4. Gather thy allies early.
In issues management, a few days’ delay can make allies scarce or invisible.

One of our staffers will never forget the following, and the story has been repeated enough that others will not forget, either.

The public-affairs agency had just been hired to counsel a major global consumer-products company on issues communications. The staffer was called to Washington for a strategy session with his client, the four other leaders in the industry, and the industry association’s staff.

Around the table sat the government relations directors of all five household-name corporations—all fierce competitors—flanked by their product-liability attorneys, communication agencies and their D.C. lobbyists. Association staff presented the situation: Legislation in the hopper that would require the industry to label its own product packaging with denigrating, government-written language.

Corporate and association lobbyists alike classified the threat as light to moderate. After at least an hour’s presentation of the situation, the executive director, seated at the head of the table, paid a courtesy to the new “kid” in the room. “Well, Mr. Newagency,” he said, “what is your view?”

The staffer rose, examined the faces in the room, then looked at his client. The client smiled lightly and nodded—a clear sign of support and a go-ahead for candor. The staffer nonetheless weighed a noncommittal answer, or one that would wave off responsibility as loaded onto one too new to assess the game. He rejected both options and began—certain his agency would be fired within the same week it had been hired.

The hard truth
“What do I think? The first domino has already fallen. Despite my newness, and with respect to the great expertise in this room, and acknowledging your admirable record of winning for many, many years, I do think this one is lost. I believe we had better take stock not of this issue, but of what losing it will lead to—attempts to restrict our right to market and to promote our products, among others. I believe we had best set about creating an industry plan to keep the dam in place, despite the leak it has already sprung.”

§ Stored rows
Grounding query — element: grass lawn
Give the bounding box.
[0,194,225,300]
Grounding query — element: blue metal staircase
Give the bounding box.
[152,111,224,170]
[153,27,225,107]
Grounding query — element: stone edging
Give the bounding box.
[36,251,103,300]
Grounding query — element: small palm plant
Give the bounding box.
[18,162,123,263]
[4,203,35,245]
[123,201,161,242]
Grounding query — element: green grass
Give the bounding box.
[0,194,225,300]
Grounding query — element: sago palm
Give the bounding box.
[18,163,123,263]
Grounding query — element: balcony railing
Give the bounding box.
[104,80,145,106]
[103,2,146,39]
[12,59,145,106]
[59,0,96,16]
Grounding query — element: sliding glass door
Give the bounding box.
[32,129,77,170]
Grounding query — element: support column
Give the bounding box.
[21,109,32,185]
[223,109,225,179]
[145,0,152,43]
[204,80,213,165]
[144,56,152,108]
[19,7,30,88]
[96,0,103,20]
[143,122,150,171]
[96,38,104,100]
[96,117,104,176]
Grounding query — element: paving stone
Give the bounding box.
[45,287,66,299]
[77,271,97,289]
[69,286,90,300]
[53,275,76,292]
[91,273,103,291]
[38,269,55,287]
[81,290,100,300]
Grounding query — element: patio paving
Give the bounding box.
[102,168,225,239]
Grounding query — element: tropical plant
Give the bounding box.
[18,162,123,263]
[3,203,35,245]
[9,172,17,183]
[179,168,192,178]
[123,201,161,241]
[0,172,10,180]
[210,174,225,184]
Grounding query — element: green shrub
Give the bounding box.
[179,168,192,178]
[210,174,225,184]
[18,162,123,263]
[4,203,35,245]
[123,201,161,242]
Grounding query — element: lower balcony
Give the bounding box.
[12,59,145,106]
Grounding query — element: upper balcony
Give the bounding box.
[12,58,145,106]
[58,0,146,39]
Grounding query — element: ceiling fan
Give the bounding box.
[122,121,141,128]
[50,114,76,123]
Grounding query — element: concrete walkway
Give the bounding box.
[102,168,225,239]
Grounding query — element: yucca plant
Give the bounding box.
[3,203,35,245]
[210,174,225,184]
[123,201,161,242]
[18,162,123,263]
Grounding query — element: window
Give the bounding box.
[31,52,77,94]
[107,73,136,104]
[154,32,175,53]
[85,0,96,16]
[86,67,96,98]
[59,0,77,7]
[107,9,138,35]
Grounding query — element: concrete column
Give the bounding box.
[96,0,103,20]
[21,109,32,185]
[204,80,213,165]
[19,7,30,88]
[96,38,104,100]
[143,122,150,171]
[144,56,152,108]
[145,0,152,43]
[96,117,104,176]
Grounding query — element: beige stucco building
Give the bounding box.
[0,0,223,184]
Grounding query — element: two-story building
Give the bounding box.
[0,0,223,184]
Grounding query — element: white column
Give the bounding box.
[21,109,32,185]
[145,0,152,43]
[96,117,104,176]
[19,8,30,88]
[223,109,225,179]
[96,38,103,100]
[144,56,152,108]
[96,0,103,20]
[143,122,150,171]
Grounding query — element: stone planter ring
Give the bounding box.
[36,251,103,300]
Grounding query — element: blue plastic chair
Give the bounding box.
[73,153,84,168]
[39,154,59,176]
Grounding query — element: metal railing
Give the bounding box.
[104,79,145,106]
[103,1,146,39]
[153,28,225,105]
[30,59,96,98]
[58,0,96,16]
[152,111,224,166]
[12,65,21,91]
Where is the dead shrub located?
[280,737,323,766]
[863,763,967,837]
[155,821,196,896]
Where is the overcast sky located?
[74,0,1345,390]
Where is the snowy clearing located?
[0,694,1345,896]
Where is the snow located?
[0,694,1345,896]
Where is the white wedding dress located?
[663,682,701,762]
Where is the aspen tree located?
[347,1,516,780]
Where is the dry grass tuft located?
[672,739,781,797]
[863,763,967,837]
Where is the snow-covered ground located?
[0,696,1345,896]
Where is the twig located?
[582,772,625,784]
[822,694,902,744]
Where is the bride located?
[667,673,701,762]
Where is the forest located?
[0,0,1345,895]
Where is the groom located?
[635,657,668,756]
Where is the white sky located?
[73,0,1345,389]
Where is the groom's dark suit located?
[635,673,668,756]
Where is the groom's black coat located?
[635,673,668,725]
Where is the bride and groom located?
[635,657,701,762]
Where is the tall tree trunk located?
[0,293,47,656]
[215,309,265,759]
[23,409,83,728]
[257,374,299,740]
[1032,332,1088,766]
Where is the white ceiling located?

§ Exercise directions
In the article on gathering allies early, why does the staffer urge the group to take stock of what losing the labeling issue will lead to rather than the issue itself? Answer in one to three sentences.

§ Worked answer
He believes the labeling fight is already lost, since "the first domino has already fallen." Losing it will lead to further attempts, among them efforts to restrict the industry's right to market and promote its products. He therefore wants an industry plan to "keep the dam in place" despite the leak it has already sprung.